Copy out the material below with "central" substituted for every occurrence of "innermost", keeping everything else the same. Omit the pictures from your answer.
※
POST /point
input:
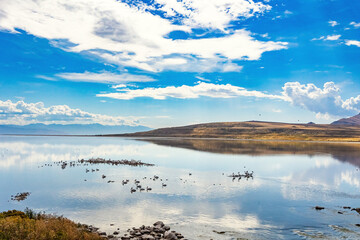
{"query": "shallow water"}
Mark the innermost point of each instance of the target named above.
(278, 203)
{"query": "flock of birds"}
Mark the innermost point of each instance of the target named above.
(140, 188)
(137, 185)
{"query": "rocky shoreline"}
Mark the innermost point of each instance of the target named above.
(159, 231)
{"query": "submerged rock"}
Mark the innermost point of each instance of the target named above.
(158, 231)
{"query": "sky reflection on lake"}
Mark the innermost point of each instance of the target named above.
(289, 180)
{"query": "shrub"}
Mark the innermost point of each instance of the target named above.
(17, 225)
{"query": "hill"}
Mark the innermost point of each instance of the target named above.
(351, 121)
(258, 130)
(68, 129)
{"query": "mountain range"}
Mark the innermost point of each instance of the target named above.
(352, 121)
(69, 129)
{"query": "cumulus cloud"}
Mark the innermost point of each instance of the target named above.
(201, 89)
(211, 13)
(328, 38)
(22, 113)
(355, 24)
(332, 37)
(352, 103)
(131, 34)
(326, 101)
(104, 77)
(352, 43)
(333, 23)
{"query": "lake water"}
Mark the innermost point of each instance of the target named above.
(290, 179)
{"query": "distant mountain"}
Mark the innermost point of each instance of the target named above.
(351, 121)
(69, 129)
(257, 130)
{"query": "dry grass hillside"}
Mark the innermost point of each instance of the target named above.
(258, 130)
※
» **Response to this task**
POST /point
input:
{"query": "shallow water"}
Mark the central point of each instance of the target named above.
(278, 203)
{"query": "flock of birds"}
Mark the central point of each instance of the target named above.
(140, 188)
(137, 185)
{"query": "rocky shoreline"}
Mark the central point of each instance of the target named above.
(159, 231)
{"query": "submerged rock"}
Mark the central point of each instance of the target named above.
(158, 231)
{"query": "sky reflection on lake"}
Mark the central point of each instance of the target named above.
(289, 180)
{"query": "shrub"}
Mark the central point of each instance of the target named above.
(17, 225)
{"query": "hill"}
Mark the central point of each instance of the target named above.
(351, 121)
(258, 130)
(68, 129)
{"query": "mountain range"}
Mark the central point of each instance of the target named above.
(352, 121)
(69, 129)
{"query": "cumulus cloud"}
Mark the central point of each instance of the target named above.
(201, 89)
(211, 13)
(328, 38)
(22, 113)
(355, 24)
(332, 37)
(352, 103)
(131, 34)
(326, 101)
(104, 77)
(352, 43)
(333, 23)
{"query": "lake water"}
Mark the central point of each instance of the target named above.
(290, 179)
{"query": "distant mountain"}
Mark the central point of each instance of the target named above.
(351, 121)
(69, 129)
(257, 130)
{"query": "dry grass hillside"}
Mark the central point of each instance of the target named above.
(258, 130)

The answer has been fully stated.